Entries from a dataset
** begin **
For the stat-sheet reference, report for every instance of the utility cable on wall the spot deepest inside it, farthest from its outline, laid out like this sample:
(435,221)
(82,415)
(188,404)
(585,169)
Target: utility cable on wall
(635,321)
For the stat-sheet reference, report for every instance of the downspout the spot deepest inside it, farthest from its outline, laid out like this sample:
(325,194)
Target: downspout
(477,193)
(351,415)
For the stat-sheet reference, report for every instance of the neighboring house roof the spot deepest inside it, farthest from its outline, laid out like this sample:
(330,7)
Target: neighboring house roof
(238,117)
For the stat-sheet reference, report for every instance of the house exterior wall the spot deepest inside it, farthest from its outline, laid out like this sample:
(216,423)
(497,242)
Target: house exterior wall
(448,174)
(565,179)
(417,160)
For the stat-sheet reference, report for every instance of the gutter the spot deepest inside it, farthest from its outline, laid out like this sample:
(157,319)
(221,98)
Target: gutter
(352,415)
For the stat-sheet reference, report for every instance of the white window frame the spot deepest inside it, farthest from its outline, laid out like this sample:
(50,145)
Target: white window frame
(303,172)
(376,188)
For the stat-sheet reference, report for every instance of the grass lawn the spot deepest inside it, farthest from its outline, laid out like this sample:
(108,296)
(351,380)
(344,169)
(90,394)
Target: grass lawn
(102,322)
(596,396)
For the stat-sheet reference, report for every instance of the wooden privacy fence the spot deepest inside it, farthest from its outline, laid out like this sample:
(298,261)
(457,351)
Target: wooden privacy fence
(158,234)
** end **
REQUIREMENT
Write out the full listing, keeping every line exactly as it is.

TASK SOLUTION
For the stat-sheet reference, report for every instance of the utility cable on wall the spot deepest inside it, farthest from its outline, laid out like this sample:
(435,221)
(82,415)
(188,404)
(585,169)
Target: utility cable on wall
(635,321)
For the stat-sheet reference, report for every instance of the downspout the spot deepest inside it, farthest from its outline, laid out like this sample:
(325,194)
Target: downspout
(477,193)
(351,415)
For the stat-sheet reference, report for every instance of the neighboring house roof the spot deepest inside it, farthest from its outline, laid out like this sample:
(330,7)
Target: neighboring house roof
(238,117)
For the stat-sheet reference, report for every instance of the house exterior wall the spot deepest inside it, farthest from its outline, laid out like this sample:
(216,423)
(497,242)
Target: house exterior wall
(448,174)
(565,179)
(417,160)
For the stat-sheet reference, report for every instance of the gutter the spot deepest inside it, farthest from its outline, laid out like this sample:
(157,319)
(221,98)
Target: gutter
(352,415)
For the stat-sheet reference, report for every instance of the white window frame the spot deepest inside it, farthest from its outline, laid out like this sample:
(50,145)
Target: white window frame
(303,172)
(376,188)
For the stat-sheet reference, report for every instance of the grass lawn the spot deepest inside it, farthest from its outline, laid out like this sample:
(108,296)
(351,380)
(344,169)
(90,394)
Target: grass lawn
(102,322)
(596,396)
For the stat-sheet reference, report for every instance of the wooden privacy fence the spot deepest inside it, farthest from its outline, laid out like this sample:
(298,261)
(457,351)
Target: wooden privacy fence
(158,234)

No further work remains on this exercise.